Report every line of the listing below that contains the string "Segment", treating uppercase and lowercase as different.
[Begin Listed entries]
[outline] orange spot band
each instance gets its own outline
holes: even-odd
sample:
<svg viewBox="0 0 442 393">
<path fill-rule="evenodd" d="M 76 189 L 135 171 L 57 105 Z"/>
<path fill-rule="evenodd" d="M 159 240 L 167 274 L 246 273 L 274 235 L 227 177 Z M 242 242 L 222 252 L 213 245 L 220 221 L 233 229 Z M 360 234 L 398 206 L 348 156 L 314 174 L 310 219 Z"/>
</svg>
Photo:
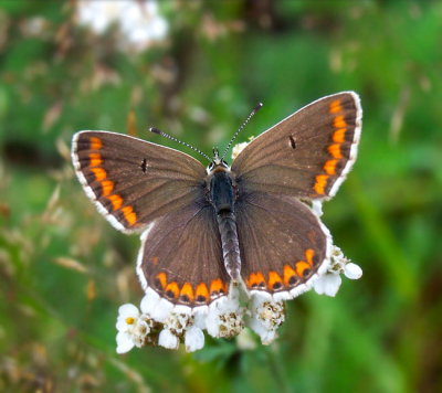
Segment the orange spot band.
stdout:
<svg viewBox="0 0 442 393">
<path fill-rule="evenodd" d="M 324 164 L 324 169 L 328 174 L 336 174 L 336 164 L 338 163 L 339 160 L 328 160 Z"/>
<path fill-rule="evenodd" d="M 269 288 L 273 290 L 273 287 L 277 283 L 281 283 L 281 284 L 283 283 L 280 275 L 276 272 L 270 272 L 269 273 Z"/>
<path fill-rule="evenodd" d="M 194 295 L 198 297 L 203 297 L 206 301 L 209 299 L 209 289 L 204 283 L 200 283 L 194 291 Z"/>
<path fill-rule="evenodd" d="M 338 114 L 341 110 L 343 110 L 343 107 L 340 106 L 340 99 L 336 99 L 336 100 L 332 102 L 330 114 Z"/>
<path fill-rule="evenodd" d="M 328 152 L 334 157 L 334 158 L 343 158 L 343 155 L 340 152 L 340 145 L 339 144 L 334 144 L 328 147 Z"/>
<path fill-rule="evenodd" d="M 91 137 L 91 150 L 99 150 L 103 147 L 102 139 Z"/>
<path fill-rule="evenodd" d="M 347 128 L 339 128 L 335 132 L 333 132 L 333 141 L 336 144 L 343 144 L 345 142 L 345 134 L 347 131 Z"/>
<path fill-rule="evenodd" d="M 307 258 L 307 263 L 313 266 L 313 256 L 315 255 L 315 252 L 312 248 L 307 248 L 305 252 L 305 257 Z"/>
<path fill-rule="evenodd" d="M 162 287 L 162 289 L 166 287 L 166 284 L 167 284 L 167 276 L 166 276 L 166 273 L 165 272 L 162 272 L 162 273 L 160 273 L 158 276 L 157 276 L 157 278 L 158 278 L 158 280 L 159 280 L 159 283 L 161 284 L 161 287 Z"/>
<path fill-rule="evenodd" d="M 135 214 L 133 206 L 125 206 L 122 209 L 122 212 L 129 225 L 134 225 L 137 222 L 137 214 Z"/>
<path fill-rule="evenodd" d="M 335 120 L 333 121 L 333 126 L 335 128 L 345 128 L 345 127 L 347 127 L 347 124 L 344 120 L 344 116 L 343 115 L 336 116 Z"/>
<path fill-rule="evenodd" d="M 210 293 L 211 293 L 211 294 L 213 294 L 213 293 L 220 293 L 221 290 L 222 290 L 224 294 L 227 293 L 225 286 L 224 286 L 224 284 L 222 283 L 221 278 L 213 279 L 213 280 L 210 283 Z"/>
<path fill-rule="evenodd" d="M 165 291 L 170 291 L 173 294 L 173 297 L 177 298 L 179 295 L 179 286 L 176 282 L 168 284 L 165 288 Z"/>
<path fill-rule="evenodd" d="M 103 168 L 91 168 L 91 171 L 94 172 L 96 181 L 106 179 L 106 171 Z"/>
<path fill-rule="evenodd" d="M 99 152 L 92 152 L 90 155 L 90 166 L 91 167 L 99 167 L 102 164 L 102 156 L 99 155 Z"/>
<path fill-rule="evenodd" d="M 296 273 L 299 277 L 304 277 L 304 272 L 306 269 L 309 269 L 312 266 L 308 265 L 306 262 L 304 261 L 299 261 L 298 263 L 296 263 Z"/>
<path fill-rule="evenodd" d="M 190 283 L 186 283 L 181 290 L 180 290 L 180 296 L 187 296 L 189 298 L 190 302 L 193 302 L 193 289 Z"/>
<path fill-rule="evenodd" d="M 122 208 L 122 204 L 123 204 L 122 197 L 114 194 L 114 195 L 107 197 L 107 199 L 112 202 L 114 210 L 118 210 L 119 208 Z"/>
<path fill-rule="evenodd" d="M 316 177 L 316 183 L 315 183 L 314 189 L 318 194 L 325 193 L 324 189 L 327 185 L 327 179 L 328 179 L 327 174 L 318 174 Z"/>
<path fill-rule="evenodd" d="M 284 266 L 284 284 L 285 284 L 286 287 L 290 286 L 288 283 L 290 283 L 290 279 L 291 279 L 293 276 L 296 276 L 296 272 L 295 272 L 291 266 L 285 265 L 285 266 Z"/>
<path fill-rule="evenodd" d="M 253 286 L 260 286 L 263 284 L 265 285 L 265 278 L 261 272 L 252 273 L 249 279 L 246 279 L 246 283 L 249 285 L 249 288 L 252 288 Z"/>
<path fill-rule="evenodd" d="M 110 194 L 112 190 L 114 190 L 114 182 L 110 180 L 103 180 L 102 189 L 103 189 L 102 197 L 107 197 L 108 194 Z"/>
</svg>

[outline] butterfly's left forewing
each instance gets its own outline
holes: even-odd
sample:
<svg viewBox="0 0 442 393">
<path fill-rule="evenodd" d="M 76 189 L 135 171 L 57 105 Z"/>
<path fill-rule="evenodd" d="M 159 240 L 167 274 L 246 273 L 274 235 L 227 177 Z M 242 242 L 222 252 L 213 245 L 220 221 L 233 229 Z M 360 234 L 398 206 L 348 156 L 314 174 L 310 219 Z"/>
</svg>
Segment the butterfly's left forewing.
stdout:
<svg viewBox="0 0 442 393">
<path fill-rule="evenodd" d="M 252 140 L 232 163 L 238 187 L 329 199 L 352 167 L 361 128 L 354 92 L 320 98 Z"/>
</svg>

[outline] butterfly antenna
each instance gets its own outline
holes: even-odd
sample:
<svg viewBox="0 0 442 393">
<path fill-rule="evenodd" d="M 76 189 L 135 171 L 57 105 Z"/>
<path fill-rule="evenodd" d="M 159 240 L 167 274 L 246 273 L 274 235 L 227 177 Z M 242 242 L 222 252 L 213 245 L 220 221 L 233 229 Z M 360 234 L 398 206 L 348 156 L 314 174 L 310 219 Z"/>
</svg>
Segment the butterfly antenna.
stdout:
[End Listed entries]
__Task output__:
Segment the orange spot band.
Segment the butterfly's left forewing.
Segment the butterfly antenna.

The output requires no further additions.